--- Objective ---
Rewrite the items from the line containing "Can you find the fence" through the end of the items, keeping the requests, and shift each coordinate value in the answers up by 48.
## START Extracted data
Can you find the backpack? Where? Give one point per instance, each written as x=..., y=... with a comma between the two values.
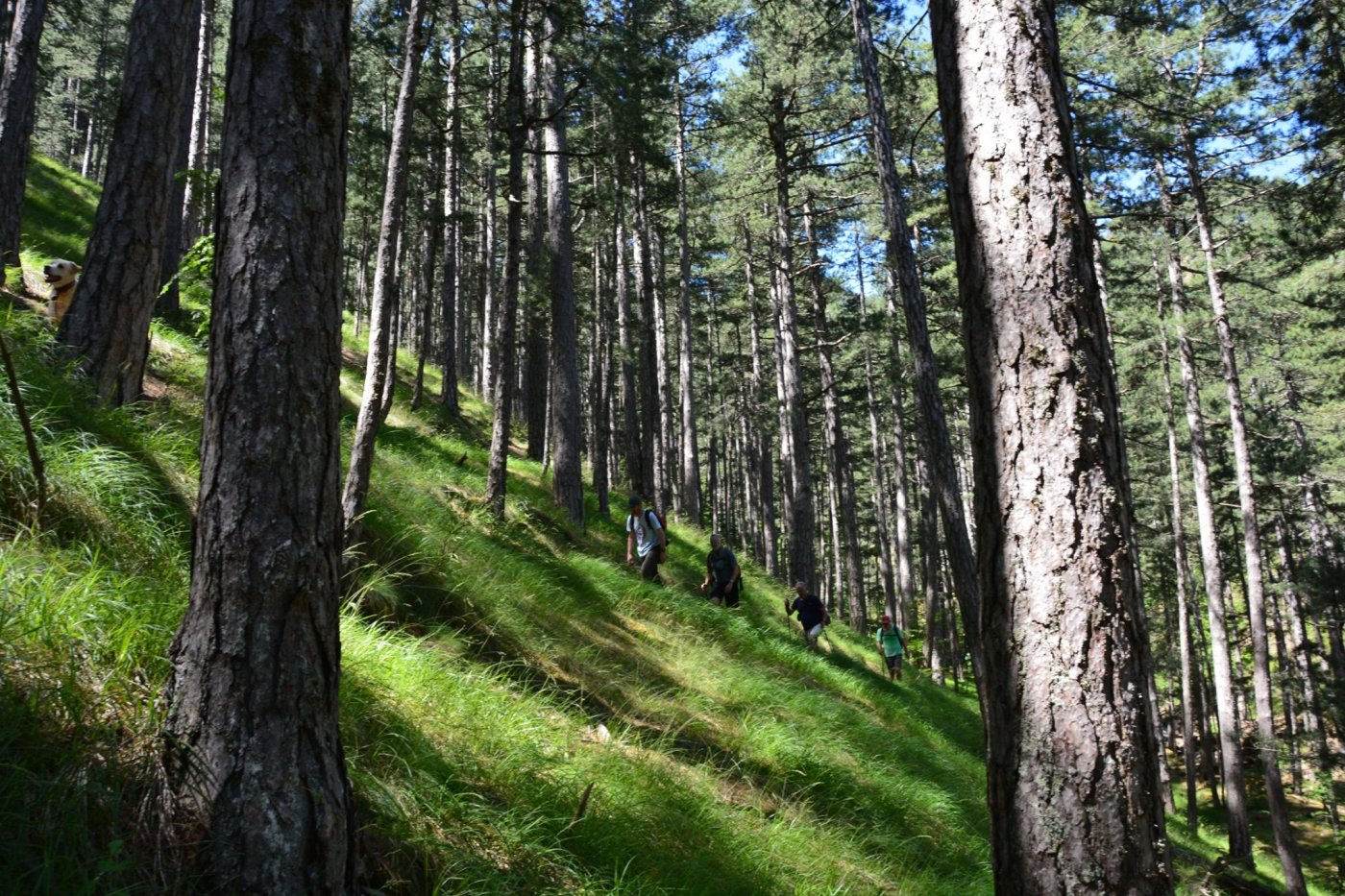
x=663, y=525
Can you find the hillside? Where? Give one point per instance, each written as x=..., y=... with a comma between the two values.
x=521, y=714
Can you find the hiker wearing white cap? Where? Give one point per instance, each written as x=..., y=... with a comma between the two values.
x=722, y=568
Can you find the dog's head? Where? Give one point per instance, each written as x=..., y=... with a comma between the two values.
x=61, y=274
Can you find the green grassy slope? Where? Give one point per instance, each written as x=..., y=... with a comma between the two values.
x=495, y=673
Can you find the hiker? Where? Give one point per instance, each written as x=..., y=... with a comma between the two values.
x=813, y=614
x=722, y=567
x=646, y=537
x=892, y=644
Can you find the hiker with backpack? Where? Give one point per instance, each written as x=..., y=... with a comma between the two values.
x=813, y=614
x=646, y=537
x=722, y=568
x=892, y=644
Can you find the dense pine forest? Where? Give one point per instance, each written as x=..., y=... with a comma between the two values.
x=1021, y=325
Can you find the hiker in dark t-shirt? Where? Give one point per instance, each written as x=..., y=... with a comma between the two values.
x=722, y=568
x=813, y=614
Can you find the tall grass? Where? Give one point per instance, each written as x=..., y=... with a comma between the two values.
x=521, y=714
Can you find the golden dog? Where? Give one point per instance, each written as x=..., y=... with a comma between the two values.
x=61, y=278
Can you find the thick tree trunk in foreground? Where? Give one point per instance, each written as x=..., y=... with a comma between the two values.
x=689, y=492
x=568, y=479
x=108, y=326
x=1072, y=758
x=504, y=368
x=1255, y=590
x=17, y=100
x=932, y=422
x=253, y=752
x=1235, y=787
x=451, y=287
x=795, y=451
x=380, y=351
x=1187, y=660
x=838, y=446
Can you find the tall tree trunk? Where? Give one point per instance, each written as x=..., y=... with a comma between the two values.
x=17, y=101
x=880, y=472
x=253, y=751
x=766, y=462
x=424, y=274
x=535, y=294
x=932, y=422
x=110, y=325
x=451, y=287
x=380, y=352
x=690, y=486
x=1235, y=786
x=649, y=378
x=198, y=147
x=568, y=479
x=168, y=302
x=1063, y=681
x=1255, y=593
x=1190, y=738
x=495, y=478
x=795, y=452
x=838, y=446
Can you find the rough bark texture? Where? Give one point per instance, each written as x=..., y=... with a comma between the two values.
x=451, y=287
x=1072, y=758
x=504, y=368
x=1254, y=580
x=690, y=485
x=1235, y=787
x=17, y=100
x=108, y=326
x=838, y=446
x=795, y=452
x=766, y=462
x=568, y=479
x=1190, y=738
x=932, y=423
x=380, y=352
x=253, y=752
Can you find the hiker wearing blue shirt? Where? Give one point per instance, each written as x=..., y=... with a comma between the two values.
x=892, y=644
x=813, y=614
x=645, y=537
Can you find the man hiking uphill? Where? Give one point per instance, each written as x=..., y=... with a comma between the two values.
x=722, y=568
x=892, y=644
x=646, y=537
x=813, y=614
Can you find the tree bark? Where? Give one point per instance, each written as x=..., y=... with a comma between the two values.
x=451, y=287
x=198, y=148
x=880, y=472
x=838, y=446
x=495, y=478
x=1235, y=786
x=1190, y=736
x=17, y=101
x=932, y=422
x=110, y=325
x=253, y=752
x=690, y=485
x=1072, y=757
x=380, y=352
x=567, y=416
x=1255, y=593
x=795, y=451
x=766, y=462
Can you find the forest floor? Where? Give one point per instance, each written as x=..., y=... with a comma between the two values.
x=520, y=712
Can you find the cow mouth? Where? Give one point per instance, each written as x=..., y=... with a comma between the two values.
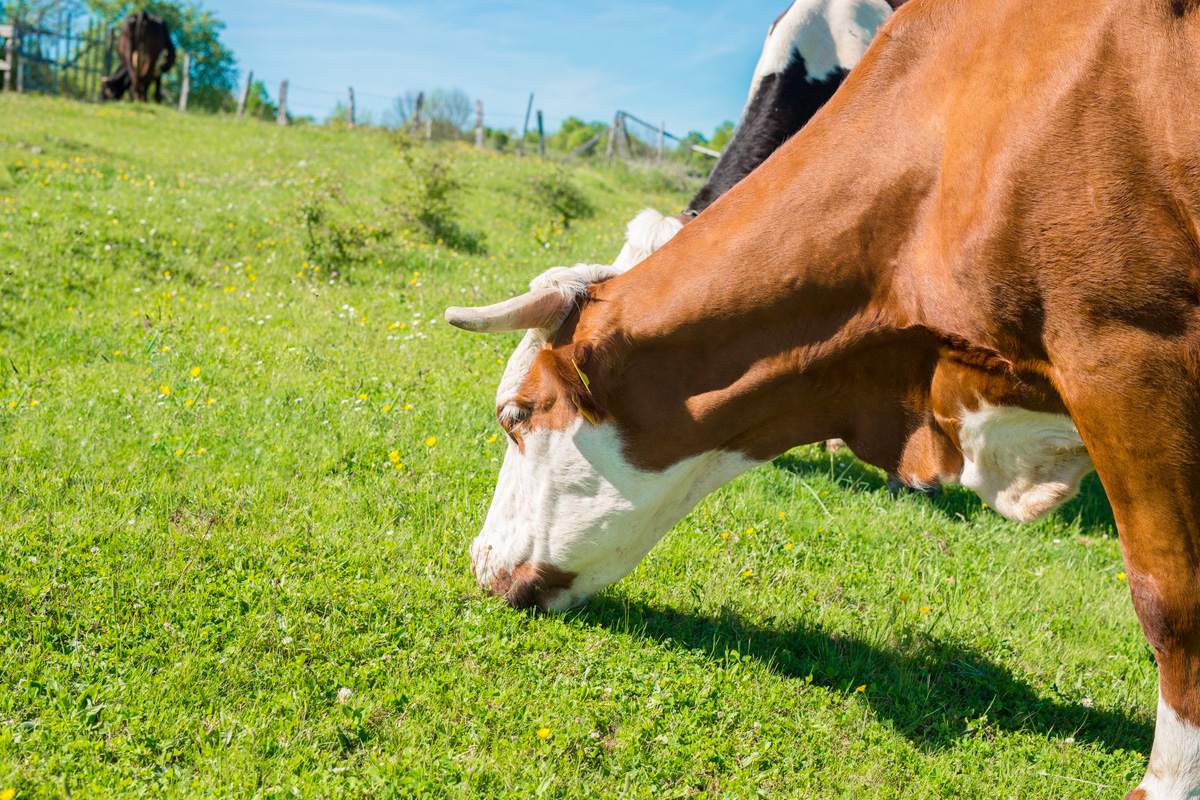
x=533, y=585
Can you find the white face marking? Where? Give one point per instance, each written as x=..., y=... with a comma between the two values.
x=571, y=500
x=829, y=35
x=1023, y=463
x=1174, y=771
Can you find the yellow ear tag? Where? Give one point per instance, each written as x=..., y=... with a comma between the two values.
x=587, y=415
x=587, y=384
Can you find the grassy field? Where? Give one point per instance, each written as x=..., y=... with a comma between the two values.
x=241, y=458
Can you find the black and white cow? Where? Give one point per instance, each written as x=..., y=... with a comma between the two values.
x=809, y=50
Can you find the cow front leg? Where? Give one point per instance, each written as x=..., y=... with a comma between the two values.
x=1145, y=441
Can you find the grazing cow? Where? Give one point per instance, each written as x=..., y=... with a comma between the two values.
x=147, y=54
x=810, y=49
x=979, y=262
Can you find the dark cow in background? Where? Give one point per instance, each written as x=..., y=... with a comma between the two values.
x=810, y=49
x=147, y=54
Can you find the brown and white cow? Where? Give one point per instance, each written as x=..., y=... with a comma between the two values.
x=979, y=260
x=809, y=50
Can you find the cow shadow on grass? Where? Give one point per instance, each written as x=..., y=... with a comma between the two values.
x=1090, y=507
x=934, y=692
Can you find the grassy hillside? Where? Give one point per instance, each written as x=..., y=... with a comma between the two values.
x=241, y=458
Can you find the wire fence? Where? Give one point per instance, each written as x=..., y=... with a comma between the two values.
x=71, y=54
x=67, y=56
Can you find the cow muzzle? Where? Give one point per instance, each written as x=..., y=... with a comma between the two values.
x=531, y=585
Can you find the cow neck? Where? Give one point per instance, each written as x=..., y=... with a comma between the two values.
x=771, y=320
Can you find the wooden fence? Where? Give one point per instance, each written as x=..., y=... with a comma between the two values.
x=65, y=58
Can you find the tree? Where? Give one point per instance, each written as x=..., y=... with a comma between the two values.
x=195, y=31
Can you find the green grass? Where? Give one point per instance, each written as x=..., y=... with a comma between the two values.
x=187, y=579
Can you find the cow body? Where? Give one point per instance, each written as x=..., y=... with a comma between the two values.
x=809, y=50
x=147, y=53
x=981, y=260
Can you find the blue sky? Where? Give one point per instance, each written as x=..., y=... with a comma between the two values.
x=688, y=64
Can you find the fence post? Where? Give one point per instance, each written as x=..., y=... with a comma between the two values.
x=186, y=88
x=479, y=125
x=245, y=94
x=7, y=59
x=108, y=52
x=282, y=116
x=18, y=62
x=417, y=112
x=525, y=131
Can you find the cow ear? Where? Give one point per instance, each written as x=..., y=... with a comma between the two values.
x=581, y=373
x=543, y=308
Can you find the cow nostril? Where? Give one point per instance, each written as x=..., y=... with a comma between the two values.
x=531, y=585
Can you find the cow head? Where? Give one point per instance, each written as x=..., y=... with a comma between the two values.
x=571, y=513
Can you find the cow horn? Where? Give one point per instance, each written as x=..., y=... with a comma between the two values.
## END Extracted data
--- Result of this task ---
Can you find the fence post? Where? Give one point per instance, each written as x=..., y=... with a comma between the two values.
x=234, y=136
x=527, y=173
x=293, y=142
x=55, y=107
x=156, y=100
x=330, y=164
x=66, y=110
x=465, y=160
x=573, y=179
Can you find the cow ear? Where? Give one point per instance, each written as x=..., y=... with a comma between the two values.
x=629, y=421
x=591, y=356
Can you find the cow nostril? Where? Give one point per instance, each written as x=..., y=... with a comma between the two values.
x=579, y=633
Can you find the cow head? Where? Give one point per instance, each written as x=..., y=... with a comma between the two values.
x=619, y=561
Can you find the cow horn? Where? Give one point per instance, each written as x=..., y=... with a comma between the two values.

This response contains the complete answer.